— Start Entries shown —

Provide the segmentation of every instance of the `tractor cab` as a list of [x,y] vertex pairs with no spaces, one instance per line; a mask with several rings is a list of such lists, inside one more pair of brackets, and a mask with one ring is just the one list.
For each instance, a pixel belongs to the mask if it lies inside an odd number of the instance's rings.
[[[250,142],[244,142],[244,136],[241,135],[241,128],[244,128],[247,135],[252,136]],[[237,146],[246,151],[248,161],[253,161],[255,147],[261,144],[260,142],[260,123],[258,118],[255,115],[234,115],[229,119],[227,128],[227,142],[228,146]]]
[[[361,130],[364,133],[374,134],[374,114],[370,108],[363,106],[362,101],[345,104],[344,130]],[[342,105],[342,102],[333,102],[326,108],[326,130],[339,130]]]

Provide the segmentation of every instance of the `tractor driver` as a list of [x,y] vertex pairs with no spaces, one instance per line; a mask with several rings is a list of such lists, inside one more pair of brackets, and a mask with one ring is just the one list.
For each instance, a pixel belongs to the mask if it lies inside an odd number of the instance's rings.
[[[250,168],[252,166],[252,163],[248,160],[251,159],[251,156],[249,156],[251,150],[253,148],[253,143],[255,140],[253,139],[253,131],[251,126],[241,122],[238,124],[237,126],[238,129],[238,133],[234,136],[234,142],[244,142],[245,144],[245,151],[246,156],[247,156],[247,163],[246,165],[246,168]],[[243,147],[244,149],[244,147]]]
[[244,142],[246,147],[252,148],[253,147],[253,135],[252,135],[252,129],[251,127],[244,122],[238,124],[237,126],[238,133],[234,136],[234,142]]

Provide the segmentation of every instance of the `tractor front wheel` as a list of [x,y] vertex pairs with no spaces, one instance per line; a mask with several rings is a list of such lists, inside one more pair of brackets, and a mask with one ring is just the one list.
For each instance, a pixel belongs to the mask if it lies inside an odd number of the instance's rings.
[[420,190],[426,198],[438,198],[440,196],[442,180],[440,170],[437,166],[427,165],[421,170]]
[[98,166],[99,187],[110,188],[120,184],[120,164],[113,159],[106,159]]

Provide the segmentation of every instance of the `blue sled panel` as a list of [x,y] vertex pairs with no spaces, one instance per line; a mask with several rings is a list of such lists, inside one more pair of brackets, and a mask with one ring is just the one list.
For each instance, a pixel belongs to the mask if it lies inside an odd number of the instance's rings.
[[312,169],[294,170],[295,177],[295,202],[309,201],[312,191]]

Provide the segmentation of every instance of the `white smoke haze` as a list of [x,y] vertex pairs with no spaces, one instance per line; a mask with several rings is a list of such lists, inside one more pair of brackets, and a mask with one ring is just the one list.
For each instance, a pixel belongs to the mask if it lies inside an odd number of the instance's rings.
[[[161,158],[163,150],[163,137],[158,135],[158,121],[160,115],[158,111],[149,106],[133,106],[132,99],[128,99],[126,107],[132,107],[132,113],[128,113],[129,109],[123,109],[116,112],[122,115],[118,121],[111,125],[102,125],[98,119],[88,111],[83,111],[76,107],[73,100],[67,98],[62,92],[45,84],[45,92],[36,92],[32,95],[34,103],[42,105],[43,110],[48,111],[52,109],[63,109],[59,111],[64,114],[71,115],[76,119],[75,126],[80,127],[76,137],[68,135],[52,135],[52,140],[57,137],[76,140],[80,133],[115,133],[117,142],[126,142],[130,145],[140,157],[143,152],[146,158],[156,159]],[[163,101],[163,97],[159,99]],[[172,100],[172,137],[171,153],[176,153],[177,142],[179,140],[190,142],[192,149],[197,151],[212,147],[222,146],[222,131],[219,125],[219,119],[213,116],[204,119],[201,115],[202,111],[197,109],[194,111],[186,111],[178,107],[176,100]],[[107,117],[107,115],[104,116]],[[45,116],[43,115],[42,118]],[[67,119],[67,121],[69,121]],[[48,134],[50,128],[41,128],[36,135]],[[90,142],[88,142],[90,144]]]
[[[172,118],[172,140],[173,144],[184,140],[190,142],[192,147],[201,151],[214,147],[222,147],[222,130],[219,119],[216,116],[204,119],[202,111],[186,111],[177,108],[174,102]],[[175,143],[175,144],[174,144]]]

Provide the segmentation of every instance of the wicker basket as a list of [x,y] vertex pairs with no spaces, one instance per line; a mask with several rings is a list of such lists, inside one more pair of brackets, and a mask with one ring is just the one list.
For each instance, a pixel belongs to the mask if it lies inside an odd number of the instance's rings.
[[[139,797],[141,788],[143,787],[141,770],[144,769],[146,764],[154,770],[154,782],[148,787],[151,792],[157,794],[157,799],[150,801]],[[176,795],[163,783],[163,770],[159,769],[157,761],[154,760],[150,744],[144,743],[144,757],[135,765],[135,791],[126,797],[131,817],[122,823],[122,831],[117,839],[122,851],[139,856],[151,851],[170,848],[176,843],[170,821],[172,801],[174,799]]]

— End Entries shown —

▶ **Task details**: Reproduce the records in full, exactly as written.

▶ **Answer to this problem**:
Provide the segmentation of every instance of the `tractor cab` as a list of [x,y] vertex pairs with no spaces, one instance per line; a mask with several rings is a list of such lists, inside one more pair of brackets, and a mask with one ring is just the one list.
For each instance, a pixel belongs to the mask if it lies inside an odd number of the instance's rings.
[[[250,142],[244,142],[244,136],[241,135],[241,128],[244,128],[247,135],[252,136]],[[237,146],[246,151],[248,161],[253,161],[255,147],[261,144],[260,142],[260,123],[258,118],[255,115],[234,115],[229,119],[227,128],[227,142],[228,146]]]
[[[361,130],[364,133],[374,134],[374,114],[370,108],[363,106],[362,101],[345,104],[344,130]],[[342,105],[342,102],[333,102],[326,108],[326,130],[339,130]]]

Provide the segmentation of every instance of the `tractor driver` as a list of [x,y] vertex pairs with no spaces, one instance per line; a mask with several rings is a list of such lists, inside one more pair of brackets, and a mask with one ring is just the one list.
For each instance, a pixel belongs to the mask if it lies inside an odd number of the instance's rings.
[[[250,168],[252,166],[252,163],[248,160],[251,159],[251,156],[249,156],[251,150],[253,148],[253,143],[255,140],[253,139],[253,131],[251,126],[241,122],[238,124],[237,126],[238,129],[238,133],[234,136],[234,142],[244,142],[245,144],[245,151],[246,156],[247,156],[247,163],[246,165],[246,168]],[[243,147],[244,149],[244,147]]]
[[244,142],[246,147],[252,148],[253,147],[253,135],[252,135],[252,129],[251,127],[244,122],[238,124],[237,126],[238,133],[234,136],[234,142]]

Provide the segmentation of every instance of the `tractor front wheel` as a list of [x,y] vertex pairs with no spaces, one instance per line; a mask with several rings is a list of such lists, inside one more pair of brackets, and a mask with one ring is just the one list.
For each instance, a pixel belongs to the mask if it lies inside an odd number of the instance's rings.
[[420,190],[426,198],[438,198],[440,196],[442,180],[440,170],[437,166],[427,165],[421,170]]
[[98,166],[99,187],[110,188],[120,184],[120,164],[113,159],[106,159]]

Provide the segmentation of every instance of the `blue sled panel` as a list of [x,y] vertex pairs with no spaces, one instance per line; a mask with several rings is a list of such lists, inside one more pair of brackets, and a mask with one ring is just the one list.
For each instance, a pixel belongs to the mask if it lies inside an odd number of the instance's rings.
[[312,169],[294,170],[295,177],[295,202],[309,201],[312,191]]

Provide the segmentation of every instance of the `white smoke haze` as a list of [x,y] vertex pairs with no spaces, one instance per line; a mask with several rings is a list of such lists, inside one more pair of brackets, and a mask with one ring is just the one list.
For each instance, a pixel belongs to the mask if it lies inside an odd number of the instance's rings.
[[[161,158],[163,150],[163,137],[158,135],[158,121],[160,115],[158,111],[149,106],[133,106],[132,99],[128,99],[126,107],[132,107],[132,113],[128,113],[129,109],[123,109],[116,112],[122,115],[118,121],[111,125],[102,125],[98,119],[88,111],[83,111],[76,107],[73,100],[67,98],[62,92],[45,84],[45,92],[36,92],[32,95],[34,103],[42,105],[43,110],[48,111],[52,109],[63,109],[59,111],[64,114],[71,115],[76,119],[75,126],[80,127],[76,137],[68,135],[52,135],[52,140],[57,137],[76,140],[80,133],[115,133],[117,142],[126,142],[130,145],[140,157],[143,152],[146,158],[156,159]],[[163,101],[163,97],[159,99]],[[172,100],[172,137],[171,153],[176,153],[177,142],[179,140],[190,142],[192,149],[197,151],[212,147],[222,146],[222,131],[219,125],[219,119],[213,116],[204,119],[201,115],[202,111],[197,109],[194,111],[186,111],[178,107],[176,100]],[[107,117],[107,115],[104,116]],[[45,116],[43,115],[42,118]],[[67,119],[67,121],[69,121]],[[48,134],[50,128],[41,128],[36,135]],[[90,142],[88,142],[90,144]]]
[[[172,118],[172,140],[173,144],[184,140],[190,142],[192,147],[201,151],[214,147],[222,147],[222,130],[219,119],[216,116],[204,119],[202,111],[186,111],[177,108],[174,102]],[[175,143],[175,144],[174,144]]]

Provide the segmentation of every instance of the wicker basket as a list of [x,y] vertex pairs with no spaces, one instance per line; a mask with several rings is a list of such lists, inside one more pair of brackets, and a mask with one ring is just the one list.
For each instance, a pixel belongs to the mask if it lies inside an odd number of the instance's rings.
[[[139,797],[141,788],[143,787],[141,770],[144,769],[146,764],[154,770],[154,782],[148,787],[151,792],[157,794],[157,799],[150,801]],[[176,795],[163,783],[163,770],[159,769],[157,761],[154,760],[150,744],[144,743],[144,757],[135,765],[135,791],[126,797],[131,817],[122,823],[122,831],[117,839],[122,851],[139,856],[151,851],[170,848],[176,843],[170,821],[172,801],[174,799]]]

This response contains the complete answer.